Task statement :: Every record here needs to be written out again exactly.

** Opening Data provided block **

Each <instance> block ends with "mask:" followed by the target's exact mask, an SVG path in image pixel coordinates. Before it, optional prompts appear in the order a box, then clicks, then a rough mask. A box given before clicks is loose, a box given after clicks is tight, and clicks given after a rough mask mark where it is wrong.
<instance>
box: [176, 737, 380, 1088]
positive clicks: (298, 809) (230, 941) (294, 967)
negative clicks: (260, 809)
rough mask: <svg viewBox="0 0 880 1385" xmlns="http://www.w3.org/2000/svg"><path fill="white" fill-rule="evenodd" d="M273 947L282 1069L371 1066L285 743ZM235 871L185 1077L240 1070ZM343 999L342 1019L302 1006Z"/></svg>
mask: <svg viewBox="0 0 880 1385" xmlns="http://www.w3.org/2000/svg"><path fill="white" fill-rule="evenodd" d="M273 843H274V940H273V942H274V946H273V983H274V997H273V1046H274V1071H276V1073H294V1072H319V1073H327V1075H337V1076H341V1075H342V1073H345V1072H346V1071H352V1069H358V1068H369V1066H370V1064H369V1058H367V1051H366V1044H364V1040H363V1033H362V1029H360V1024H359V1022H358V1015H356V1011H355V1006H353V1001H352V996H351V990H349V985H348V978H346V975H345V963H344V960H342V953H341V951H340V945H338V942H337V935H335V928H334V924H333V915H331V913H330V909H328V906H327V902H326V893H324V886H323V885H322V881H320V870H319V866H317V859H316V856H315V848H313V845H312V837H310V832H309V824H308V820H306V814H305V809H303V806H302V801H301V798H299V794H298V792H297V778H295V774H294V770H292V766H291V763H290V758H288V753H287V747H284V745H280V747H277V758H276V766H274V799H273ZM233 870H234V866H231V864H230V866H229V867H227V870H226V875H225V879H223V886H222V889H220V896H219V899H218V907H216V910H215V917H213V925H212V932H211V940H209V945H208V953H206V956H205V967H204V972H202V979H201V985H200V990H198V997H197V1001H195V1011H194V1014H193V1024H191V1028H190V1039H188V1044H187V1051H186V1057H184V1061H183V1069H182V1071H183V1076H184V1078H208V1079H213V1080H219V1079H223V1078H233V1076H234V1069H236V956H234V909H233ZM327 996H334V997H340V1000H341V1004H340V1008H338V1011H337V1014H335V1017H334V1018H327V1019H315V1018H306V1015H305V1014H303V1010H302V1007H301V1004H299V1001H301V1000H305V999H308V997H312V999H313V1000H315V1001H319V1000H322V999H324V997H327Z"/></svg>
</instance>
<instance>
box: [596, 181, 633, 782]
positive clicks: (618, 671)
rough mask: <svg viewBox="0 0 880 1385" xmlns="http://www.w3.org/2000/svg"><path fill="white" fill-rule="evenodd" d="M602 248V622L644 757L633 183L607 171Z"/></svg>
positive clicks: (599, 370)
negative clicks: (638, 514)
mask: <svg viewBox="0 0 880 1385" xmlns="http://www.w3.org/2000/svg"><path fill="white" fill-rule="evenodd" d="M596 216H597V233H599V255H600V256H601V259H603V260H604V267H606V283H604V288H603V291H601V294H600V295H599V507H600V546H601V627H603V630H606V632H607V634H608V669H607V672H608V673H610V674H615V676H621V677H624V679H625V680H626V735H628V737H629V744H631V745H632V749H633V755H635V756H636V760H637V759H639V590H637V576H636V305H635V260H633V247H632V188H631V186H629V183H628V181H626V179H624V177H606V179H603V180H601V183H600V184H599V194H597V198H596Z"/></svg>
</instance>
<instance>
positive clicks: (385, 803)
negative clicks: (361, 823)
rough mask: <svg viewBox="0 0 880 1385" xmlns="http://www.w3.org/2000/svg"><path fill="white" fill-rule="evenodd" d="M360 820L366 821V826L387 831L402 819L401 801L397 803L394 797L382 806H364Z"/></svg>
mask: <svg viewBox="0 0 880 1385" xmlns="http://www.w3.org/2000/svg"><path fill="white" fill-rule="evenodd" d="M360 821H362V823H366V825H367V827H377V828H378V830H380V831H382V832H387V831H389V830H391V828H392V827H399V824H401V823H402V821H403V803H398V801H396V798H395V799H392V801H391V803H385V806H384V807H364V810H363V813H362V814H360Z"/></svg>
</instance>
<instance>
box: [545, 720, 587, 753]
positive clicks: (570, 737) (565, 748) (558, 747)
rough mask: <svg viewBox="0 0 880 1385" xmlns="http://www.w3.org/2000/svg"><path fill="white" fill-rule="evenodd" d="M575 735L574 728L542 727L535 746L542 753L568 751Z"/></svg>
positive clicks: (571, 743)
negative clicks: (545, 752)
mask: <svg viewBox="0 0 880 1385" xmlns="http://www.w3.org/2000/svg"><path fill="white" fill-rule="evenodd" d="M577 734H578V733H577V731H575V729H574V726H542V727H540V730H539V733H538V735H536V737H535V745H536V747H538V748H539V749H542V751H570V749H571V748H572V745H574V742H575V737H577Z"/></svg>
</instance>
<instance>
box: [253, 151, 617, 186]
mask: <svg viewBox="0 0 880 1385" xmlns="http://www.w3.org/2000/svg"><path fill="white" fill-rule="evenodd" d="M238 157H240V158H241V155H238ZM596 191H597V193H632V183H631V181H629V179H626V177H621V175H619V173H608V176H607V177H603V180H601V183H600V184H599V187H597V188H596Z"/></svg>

** Closing Data provided block **

Solution ::
Each <instance> block ends with "mask:" followed by the target's exact mask, an SVG path in image pixel coordinates. Before it, optional prompts appear in the order a box, then clicks, then a rough mask. A box given before clicks is loose, a box given after clicks is tight, and clicks given after a rough mask mark where it is wrong.
<instance>
box: [176, 737, 380, 1088]
positive clicks: (298, 809) (230, 941) (294, 967)
negative clicks: (260, 809)
rough mask: <svg viewBox="0 0 880 1385" xmlns="http://www.w3.org/2000/svg"><path fill="white" fill-rule="evenodd" d="M273 947L282 1069L371 1066L285 743ZM235 871L185 1077L240 1070ZM343 999L342 1019L302 1006Z"/></svg>
mask: <svg viewBox="0 0 880 1385" xmlns="http://www.w3.org/2000/svg"><path fill="white" fill-rule="evenodd" d="M273 843H274V940H273V942H274V946H273V983H274V997H273V1046H274V1071H276V1073H294V1072H319V1073H327V1075H337V1076H341V1075H342V1073H345V1072H346V1071H352V1069H358V1068H369V1066H370V1064H369V1058H367V1051H366V1044H364V1040H363V1033H362V1029H360V1024H359V1022H358V1015H356V1011H355V1006H353V1001H352V996H351V990H349V985H348V978H346V975H345V963H344V960H342V953H341V951H340V945H338V942H337V935H335V928H334V924H333V915H331V913H330V909H328V906H327V902H326V893H324V886H323V885H322V881H320V870H319V866H317V859H316V856H315V848H313V845H312V837H310V832H309V824H308V820H306V814H305V809H303V806H302V801H301V798H299V794H298V792H297V778H295V774H294V770H292V766H291V763H290V758H288V753H287V747H284V745H280V747H277V758H276V766H274V799H273ZM233 870H234V866H231V864H230V866H229V867H227V870H226V875H225V879H223V886H222V889H220V896H219V899H218V907H216V910H215V917H213V925H212V932H211V940H209V945H208V953H206V956H205V967H204V972H202V979H201V985H200V990H198V997H197V1001H195V1011H194V1014H193V1024H191V1028H190V1039H188V1044H187V1051H186V1057H184V1061H183V1069H182V1071H183V1076H184V1078H208V1079H213V1080H219V1079H223V1078H233V1076H234V1069H236V956H234V909H233ZM327 996H334V997H340V1000H341V1004H340V1008H338V1011H337V1014H335V1017H334V1018H327V1019H315V1018H306V1015H305V1014H303V1010H302V1007H301V1004H299V1001H301V1000H305V999H308V997H312V999H313V1000H315V1001H319V1000H322V999H324V997H327Z"/></svg>
</instance>
<instance>
box: [596, 181, 633, 782]
positive clicks: (618, 671)
rough mask: <svg viewBox="0 0 880 1385" xmlns="http://www.w3.org/2000/svg"><path fill="white" fill-rule="evenodd" d="M602 248V622L644 757L633 183L607 171Z"/></svg>
positive clicks: (599, 370)
negative clicks: (638, 514)
mask: <svg viewBox="0 0 880 1385" xmlns="http://www.w3.org/2000/svg"><path fill="white" fill-rule="evenodd" d="M596 216H597V233H599V255H600V256H601V259H603V260H604V267H606V283H604V288H603V291H601V294H600V295H599V507H600V546H601V627H603V630H606V632H607V634H608V669H607V672H608V673H610V674H615V676H621V677H624V679H625V680H626V735H628V737H629V744H631V745H632V749H633V755H635V756H636V760H637V759H639V590H637V576H636V305H635V260H633V247H632V188H631V186H629V183H628V181H626V179H624V177H606V179H603V180H601V183H600V184H599V194H597V198H596Z"/></svg>
</instance>
<instance>
positive clicks: (385, 803)
negative clicks: (361, 823)
rough mask: <svg viewBox="0 0 880 1385" xmlns="http://www.w3.org/2000/svg"><path fill="white" fill-rule="evenodd" d="M360 820L366 821V826L387 831L402 819L401 801L397 803L394 797L382 806H364Z"/></svg>
mask: <svg viewBox="0 0 880 1385" xmlns="http://www.w3.org/2000/svg"><path fill="white" fill-rule="evenodd" d="M360 821H362V823H366V825H367V827H377V828H378V830H380V831H382V832H387V831H389V830H391V828H392V827H399V824H401V823H402V821H403V803H398V801H396V798H395V799H392V801H391V803H385V806H384V807H364V810H363V813H362V814H360Z"/></svg>
</instance>
<instance>
box: [545, 720, 587, 753]
positive clicks: (570, 737) (565, 748) (558, 747)
rough mask: <svg viewBox="0 0 880 1385" xmlns="http://www.w3.org/2000/svg"><path fill="white" fill-rule="evenodd" d="M575 735L574 728L542 727L535 746L542 753L568 751Z"/></svg>
positive clicks: (571, 743)
negative clicks: (545, 752)
mask: <svg viewBox="0 0 880 1385" xmlns="http://www.w3.org/2000/svg"><path fill="white" fill-rule="evenodd" d="M577 734H578V733H577V731H575V729H574V726H542V727H540V730H539V733H538V735H536V737H535V745H536V747H538V748H539V749H542V751H570V749H571V748H572V745H574V742H575V737H577Z"/></svg>
</instance>
<instance>
box: [253, 151, 617, 186]
mask: <svg viewBox="0 0 880 1385" xmlns="http://www.w3.org/2000/svg"><path fill="white" fill-rule="evenodd" d="M238 157H240V158H241V155H238ZM596 191H597V193H632V183H631V181H629V179H626V177H621V175H619V173H608V176H607V177H603V180H601V183H600V184H599V187H597V188H596Z"/></svg>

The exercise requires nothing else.